• **EXERCISE DESCRIPTION**: Could you set down, exactly as they stand, only the lines from the one containing "Phrase: card magnetic stripe" through the end of the listing?

• **DATA LISTING**:
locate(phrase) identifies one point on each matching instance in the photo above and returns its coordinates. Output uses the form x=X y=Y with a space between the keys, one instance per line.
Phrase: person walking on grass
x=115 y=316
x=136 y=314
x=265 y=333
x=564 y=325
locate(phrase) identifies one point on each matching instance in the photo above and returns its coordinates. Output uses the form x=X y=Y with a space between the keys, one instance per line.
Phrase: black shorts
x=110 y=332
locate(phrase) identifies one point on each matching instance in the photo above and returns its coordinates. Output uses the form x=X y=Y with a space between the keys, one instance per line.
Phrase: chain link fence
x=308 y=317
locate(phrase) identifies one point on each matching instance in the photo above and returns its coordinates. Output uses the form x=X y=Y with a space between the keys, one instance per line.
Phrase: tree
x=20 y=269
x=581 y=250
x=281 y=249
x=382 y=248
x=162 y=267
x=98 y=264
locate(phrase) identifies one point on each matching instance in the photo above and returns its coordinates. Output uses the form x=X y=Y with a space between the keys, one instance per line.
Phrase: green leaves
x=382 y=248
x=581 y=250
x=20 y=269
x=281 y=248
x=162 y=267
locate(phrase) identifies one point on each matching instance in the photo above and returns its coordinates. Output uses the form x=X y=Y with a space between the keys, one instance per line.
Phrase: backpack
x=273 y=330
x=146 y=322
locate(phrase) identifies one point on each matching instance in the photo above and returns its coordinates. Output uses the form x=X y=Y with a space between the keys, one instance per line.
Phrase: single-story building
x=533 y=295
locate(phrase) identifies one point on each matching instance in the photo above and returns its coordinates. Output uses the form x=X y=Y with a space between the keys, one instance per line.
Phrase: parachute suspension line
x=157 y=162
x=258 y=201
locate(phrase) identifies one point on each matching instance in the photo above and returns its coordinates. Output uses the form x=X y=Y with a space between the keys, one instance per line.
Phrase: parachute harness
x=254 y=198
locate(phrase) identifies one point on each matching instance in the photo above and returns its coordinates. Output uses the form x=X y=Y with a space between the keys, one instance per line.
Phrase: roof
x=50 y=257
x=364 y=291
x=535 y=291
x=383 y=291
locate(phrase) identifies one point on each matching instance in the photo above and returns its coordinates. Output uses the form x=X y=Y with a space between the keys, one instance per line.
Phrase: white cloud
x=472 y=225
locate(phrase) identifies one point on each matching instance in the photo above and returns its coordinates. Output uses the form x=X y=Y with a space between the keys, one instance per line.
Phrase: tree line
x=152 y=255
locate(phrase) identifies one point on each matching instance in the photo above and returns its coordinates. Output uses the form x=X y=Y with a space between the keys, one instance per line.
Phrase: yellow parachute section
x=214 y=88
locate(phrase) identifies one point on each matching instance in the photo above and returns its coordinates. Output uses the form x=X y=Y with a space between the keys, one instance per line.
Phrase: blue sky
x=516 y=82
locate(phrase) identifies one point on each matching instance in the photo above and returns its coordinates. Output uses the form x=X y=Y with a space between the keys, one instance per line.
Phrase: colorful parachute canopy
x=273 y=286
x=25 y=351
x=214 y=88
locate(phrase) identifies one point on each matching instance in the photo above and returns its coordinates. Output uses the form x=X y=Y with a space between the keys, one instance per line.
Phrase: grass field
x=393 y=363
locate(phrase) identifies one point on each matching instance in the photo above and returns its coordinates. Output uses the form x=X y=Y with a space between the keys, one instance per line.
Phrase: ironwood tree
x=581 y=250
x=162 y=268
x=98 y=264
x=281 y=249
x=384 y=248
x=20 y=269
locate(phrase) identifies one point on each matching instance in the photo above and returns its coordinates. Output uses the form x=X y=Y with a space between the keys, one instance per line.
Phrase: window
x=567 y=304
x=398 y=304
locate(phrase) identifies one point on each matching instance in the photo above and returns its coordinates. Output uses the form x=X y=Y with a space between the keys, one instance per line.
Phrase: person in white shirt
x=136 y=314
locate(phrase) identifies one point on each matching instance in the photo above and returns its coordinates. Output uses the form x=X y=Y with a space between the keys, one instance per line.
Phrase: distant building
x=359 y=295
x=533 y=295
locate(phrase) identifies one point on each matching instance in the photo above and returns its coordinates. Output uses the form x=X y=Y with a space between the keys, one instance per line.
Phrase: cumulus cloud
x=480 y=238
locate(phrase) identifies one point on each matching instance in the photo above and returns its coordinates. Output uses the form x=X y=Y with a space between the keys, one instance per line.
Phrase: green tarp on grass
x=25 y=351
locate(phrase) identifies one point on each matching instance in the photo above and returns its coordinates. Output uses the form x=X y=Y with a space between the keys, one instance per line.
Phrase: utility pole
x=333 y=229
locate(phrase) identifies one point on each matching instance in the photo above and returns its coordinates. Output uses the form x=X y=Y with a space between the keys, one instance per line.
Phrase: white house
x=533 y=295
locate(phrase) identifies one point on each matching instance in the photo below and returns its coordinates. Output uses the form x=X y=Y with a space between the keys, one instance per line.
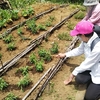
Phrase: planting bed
x=56 y=89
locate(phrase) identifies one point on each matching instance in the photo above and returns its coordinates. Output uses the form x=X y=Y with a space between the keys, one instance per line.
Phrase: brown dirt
x=57 y=91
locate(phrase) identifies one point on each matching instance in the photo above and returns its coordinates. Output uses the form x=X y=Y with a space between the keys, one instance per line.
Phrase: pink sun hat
x=83 y=27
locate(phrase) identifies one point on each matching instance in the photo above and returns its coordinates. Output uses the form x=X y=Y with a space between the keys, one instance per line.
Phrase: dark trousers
x=93 y=90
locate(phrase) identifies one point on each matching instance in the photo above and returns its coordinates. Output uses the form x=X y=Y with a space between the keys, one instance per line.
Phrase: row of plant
x=44 y=55
x=8 y=16
x=21 y=3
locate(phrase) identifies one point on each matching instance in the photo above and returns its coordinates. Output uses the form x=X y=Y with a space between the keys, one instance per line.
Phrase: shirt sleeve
x=77 y=51
x=90 y=61
x=94 y=17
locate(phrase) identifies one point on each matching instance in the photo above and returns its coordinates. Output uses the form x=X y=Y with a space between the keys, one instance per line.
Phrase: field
x=22 y=37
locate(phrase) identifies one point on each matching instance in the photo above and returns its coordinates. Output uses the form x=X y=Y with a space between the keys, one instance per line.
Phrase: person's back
x=93 y=13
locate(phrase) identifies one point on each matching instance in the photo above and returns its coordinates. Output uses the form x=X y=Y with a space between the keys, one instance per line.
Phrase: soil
x=56 y=90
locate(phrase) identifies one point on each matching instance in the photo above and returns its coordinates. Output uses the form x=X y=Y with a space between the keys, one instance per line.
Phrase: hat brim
x=74 y=33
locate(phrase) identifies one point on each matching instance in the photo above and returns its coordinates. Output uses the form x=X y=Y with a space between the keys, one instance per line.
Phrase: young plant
x=8 y=39
x=27 y=12
x=41 y=27
x=54 y=48
x=11 y=46
x=64 y=36
x=24 y=82
x=2 y=23
x=32 y=26
x=79 y=15
x=70 y=25
x=14 y=14
x=24 y=70
x=45 y=54
x=39 y=66
x=3 y=84
x=11 y=96
x=32 y=58
x=1 y=59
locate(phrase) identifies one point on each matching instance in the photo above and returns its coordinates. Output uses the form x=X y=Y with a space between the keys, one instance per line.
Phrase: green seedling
x=41 y=27
x=8 y=39
x=31 y=25
x=64 y=36
x=24 y=82
x=11 y=96
x=32 y=58
x=3 y=84
x=11 y=46
x=39 y=66
x=24 y=70
x=45 y=54
x=79 y=15
x=54 y=48
x=14 y=14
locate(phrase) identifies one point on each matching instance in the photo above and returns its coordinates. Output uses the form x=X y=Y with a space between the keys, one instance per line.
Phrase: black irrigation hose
x=24 y=22
x=33 y=44
x=55 y=70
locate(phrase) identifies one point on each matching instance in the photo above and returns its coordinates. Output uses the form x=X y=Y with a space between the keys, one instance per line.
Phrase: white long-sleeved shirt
x=95 y=16
x=92 y=59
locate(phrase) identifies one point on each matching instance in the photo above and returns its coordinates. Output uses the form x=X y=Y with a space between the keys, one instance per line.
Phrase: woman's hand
x=61 y=55
x=69 y=80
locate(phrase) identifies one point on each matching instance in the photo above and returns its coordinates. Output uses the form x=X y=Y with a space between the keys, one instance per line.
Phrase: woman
x=88 y=72
x=93 y=13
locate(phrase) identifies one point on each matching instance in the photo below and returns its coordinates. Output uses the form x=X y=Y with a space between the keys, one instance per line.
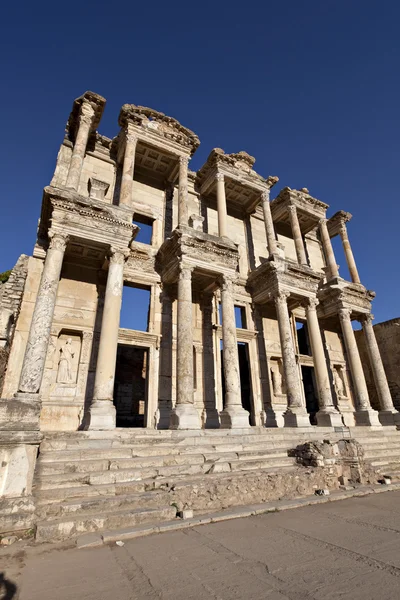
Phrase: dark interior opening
x=245 y=376
x=130 y=386
x=310 y=393
x=302 y=338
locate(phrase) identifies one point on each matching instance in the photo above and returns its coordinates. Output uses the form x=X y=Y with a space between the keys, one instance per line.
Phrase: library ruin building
x=245 y=382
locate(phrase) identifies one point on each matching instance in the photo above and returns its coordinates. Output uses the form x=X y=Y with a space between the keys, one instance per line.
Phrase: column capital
x=87 y=113
x=58 y=241
x=117 y=256
x=344 y=314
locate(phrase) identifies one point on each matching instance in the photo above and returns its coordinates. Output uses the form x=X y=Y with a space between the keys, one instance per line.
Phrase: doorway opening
x=310 y=393
x=131 y=385
x=245 y=376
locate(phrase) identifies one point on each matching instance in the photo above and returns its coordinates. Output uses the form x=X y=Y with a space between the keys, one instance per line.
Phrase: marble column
x=42 y=318
x=387 y=411
x=327 y=415
x=297 y=237
x=221 y=206
x=351 y=263
x=364 y=414
x=268 y=223
x=183 y=218
x=234 y=416
x=128 y=166
x=296 y=414
x=333 y=270
x=184 y=415
x=102 y=410
x=78 y=152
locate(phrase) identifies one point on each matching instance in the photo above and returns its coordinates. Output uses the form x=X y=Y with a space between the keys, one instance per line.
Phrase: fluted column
x=268 y=223
x=351 y=263
x=102 y=410
x=327 y=416
x=365 y=415
x=233 y=416
x=297 y=237
x=183 y=192
x=42 y=318
x=78 y=152
x=333 y=270
x=221 y=206
x=296 y=414
x=128 y=166
x=184 y=415
x=378 y=371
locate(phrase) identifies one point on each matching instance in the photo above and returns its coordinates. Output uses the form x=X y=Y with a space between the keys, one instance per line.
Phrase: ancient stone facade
x=249 y=321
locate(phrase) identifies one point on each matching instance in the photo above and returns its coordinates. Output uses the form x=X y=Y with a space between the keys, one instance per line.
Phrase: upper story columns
x=85 y=116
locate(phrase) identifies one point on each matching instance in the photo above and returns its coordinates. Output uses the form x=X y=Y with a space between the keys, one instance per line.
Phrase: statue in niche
x=64 y=374
x=339 y=385
x=276 y=382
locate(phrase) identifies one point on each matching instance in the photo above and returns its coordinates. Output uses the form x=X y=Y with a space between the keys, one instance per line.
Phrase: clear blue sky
x=310 y=88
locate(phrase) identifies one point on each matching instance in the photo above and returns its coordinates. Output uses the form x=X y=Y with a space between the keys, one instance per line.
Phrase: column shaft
x=125 y=198
x=378 y=371
x=269 y=224
x=184 y=415
x=351 y=263
x=102 y=410
x=221 y=206
x=233 y=415
x=328 y=250
x=42 y=318
x=327 y=414
x=298 y=238
x=78 y=152
x=183 y=192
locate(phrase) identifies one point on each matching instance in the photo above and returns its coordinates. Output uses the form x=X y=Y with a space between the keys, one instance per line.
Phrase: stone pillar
x=183 y=192
x=78 y=152
x=221 y=206
x=233 y=415
x=333 y=270
x=42 y=318
x=298 y=238
x=125 y=197
x=268 y=223
x=365 y=415
x=385 y=399
x=102 y=410
x=351 y=263
x=296 y=414
x=184 y=415
x=327 y=416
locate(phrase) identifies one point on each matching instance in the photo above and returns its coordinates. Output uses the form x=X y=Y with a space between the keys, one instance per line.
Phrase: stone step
x=131 y=474
x=107 y=504
x=69 y=527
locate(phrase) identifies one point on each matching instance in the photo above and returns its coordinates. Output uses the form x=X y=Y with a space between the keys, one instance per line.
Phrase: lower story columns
x=102 y=410
x=233 y=416
x=184 y=415
x=365 y=415
x=387 y=411
x=296 y=414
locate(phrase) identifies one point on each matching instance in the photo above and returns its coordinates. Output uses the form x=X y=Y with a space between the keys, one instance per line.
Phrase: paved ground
x=345 y=549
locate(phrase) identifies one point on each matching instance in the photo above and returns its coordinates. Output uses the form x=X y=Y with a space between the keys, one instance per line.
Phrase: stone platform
x=93 y=481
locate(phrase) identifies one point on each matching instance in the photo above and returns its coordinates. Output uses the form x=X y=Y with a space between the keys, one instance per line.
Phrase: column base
x=184 y=416
x=329 y=418
x=389 y=417
x=102 y=415
x=367 y=417
x=234 y=417
x=296 y=417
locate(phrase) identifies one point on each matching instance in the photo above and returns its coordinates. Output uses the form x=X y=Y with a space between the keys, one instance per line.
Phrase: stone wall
x=388 y=338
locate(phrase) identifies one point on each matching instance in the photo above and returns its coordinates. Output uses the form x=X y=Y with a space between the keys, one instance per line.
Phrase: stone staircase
x=96 y=481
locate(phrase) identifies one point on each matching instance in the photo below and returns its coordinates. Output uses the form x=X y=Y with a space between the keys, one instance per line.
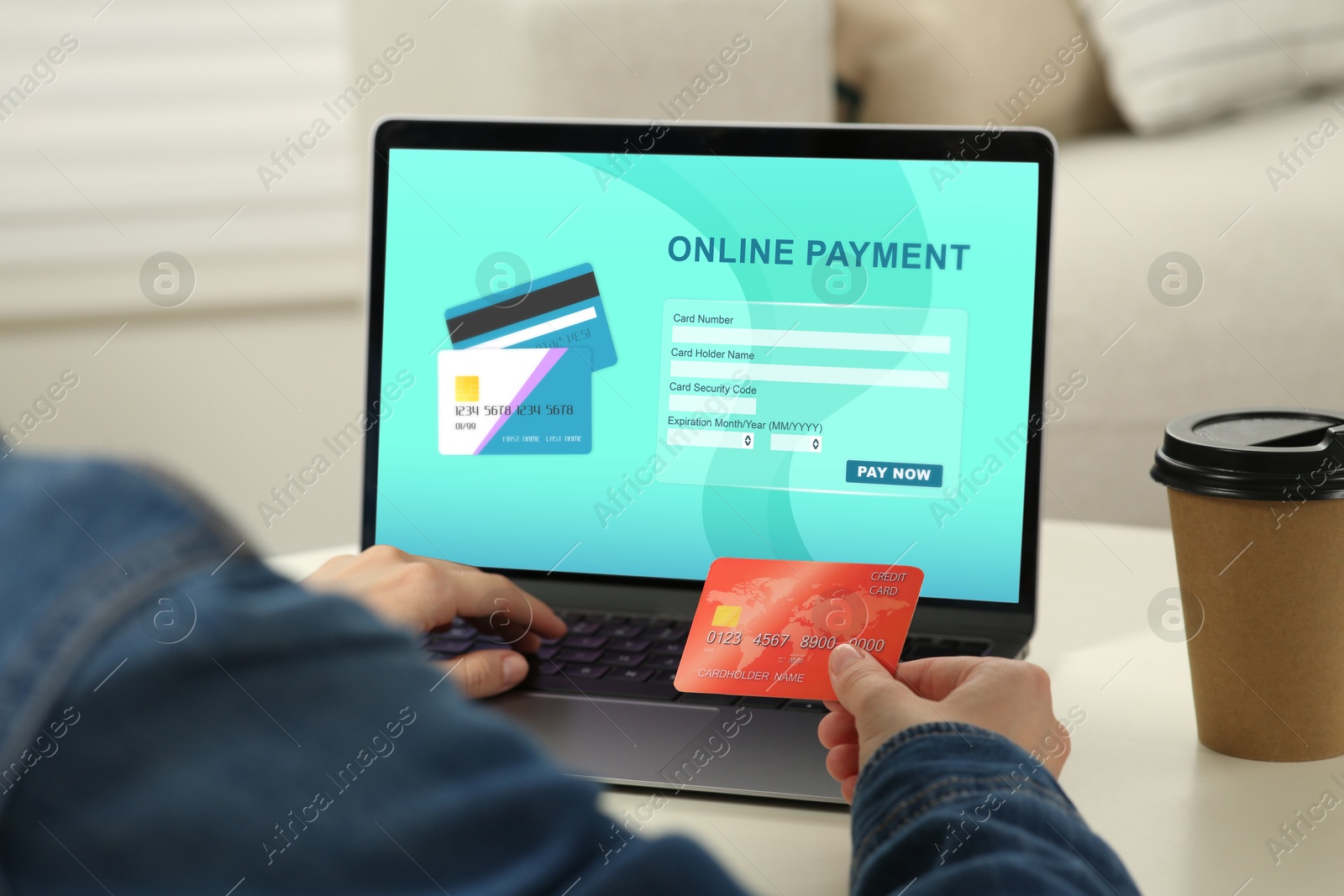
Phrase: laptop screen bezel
x=806 y=141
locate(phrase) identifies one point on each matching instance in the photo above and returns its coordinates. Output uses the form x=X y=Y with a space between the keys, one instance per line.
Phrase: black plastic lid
x=1256 y=453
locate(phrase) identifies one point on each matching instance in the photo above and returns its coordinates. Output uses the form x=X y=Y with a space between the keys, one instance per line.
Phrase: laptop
x=602 y=355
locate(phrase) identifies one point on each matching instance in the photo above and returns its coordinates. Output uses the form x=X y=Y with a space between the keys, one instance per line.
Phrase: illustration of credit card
x=515 y=401
x=766 y=627
x=558 y=311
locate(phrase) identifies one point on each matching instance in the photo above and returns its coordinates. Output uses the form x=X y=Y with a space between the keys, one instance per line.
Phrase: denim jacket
x=175 y=718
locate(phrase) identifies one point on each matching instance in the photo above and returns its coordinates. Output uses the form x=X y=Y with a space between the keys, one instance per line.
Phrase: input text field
x=711 y=405
x=812 y=338
x=811 y=374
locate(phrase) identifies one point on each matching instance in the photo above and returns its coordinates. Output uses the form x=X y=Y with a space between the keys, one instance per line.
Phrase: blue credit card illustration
x=558 y=311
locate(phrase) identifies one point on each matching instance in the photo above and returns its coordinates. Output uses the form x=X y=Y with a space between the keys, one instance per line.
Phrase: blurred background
x=183 y=199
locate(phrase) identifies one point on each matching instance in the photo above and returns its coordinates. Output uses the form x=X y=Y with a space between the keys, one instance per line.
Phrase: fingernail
x=842 y=658
x=515 y=668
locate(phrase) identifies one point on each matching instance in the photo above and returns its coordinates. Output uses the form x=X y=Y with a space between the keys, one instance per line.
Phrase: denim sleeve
x=291 y=743
x=958 y=809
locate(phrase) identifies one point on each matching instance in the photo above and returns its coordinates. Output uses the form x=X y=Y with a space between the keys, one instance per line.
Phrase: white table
x=1183 y=819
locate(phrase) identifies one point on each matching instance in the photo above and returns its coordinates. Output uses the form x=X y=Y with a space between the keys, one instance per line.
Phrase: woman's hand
x=423 y=594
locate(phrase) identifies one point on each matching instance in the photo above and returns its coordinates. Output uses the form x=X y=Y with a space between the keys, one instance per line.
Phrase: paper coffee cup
x=1260 y=553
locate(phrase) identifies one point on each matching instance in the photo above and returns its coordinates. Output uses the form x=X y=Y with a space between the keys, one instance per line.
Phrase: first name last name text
x=743 y=250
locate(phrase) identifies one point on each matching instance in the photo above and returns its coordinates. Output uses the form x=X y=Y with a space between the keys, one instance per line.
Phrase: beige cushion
x=969 y=62
x=1173 y=63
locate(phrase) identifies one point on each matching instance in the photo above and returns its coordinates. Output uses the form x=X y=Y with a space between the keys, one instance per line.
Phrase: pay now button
x=894 y=473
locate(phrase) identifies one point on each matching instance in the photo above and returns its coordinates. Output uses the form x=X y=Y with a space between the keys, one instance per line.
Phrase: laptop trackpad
x=615 y=739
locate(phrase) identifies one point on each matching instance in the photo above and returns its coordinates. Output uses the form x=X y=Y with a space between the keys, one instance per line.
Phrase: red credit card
x=766 y=627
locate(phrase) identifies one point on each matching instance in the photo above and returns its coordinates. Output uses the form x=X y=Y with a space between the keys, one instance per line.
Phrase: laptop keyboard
x=618 y=656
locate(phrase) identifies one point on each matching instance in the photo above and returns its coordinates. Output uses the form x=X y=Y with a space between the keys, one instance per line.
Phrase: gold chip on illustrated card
x=467 y=389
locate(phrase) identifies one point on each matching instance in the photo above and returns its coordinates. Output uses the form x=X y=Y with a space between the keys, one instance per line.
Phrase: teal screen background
x=450 y=210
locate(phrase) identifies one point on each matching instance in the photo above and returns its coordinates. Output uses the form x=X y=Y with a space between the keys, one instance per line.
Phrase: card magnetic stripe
x=526 y=302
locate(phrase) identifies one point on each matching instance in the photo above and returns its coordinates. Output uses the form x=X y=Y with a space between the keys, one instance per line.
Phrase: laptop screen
x=636 y=364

• **TASK RESPONSE**:
Phrase: card magnetic stripe
x=526 y=302
locate(phrase) identifies one point on each matching instance in the photo above and returns its coordinates. Output uses the form x=X y=Y with a space between the keys, one instance per line.
Phrase: laptop screen
x=636 y=364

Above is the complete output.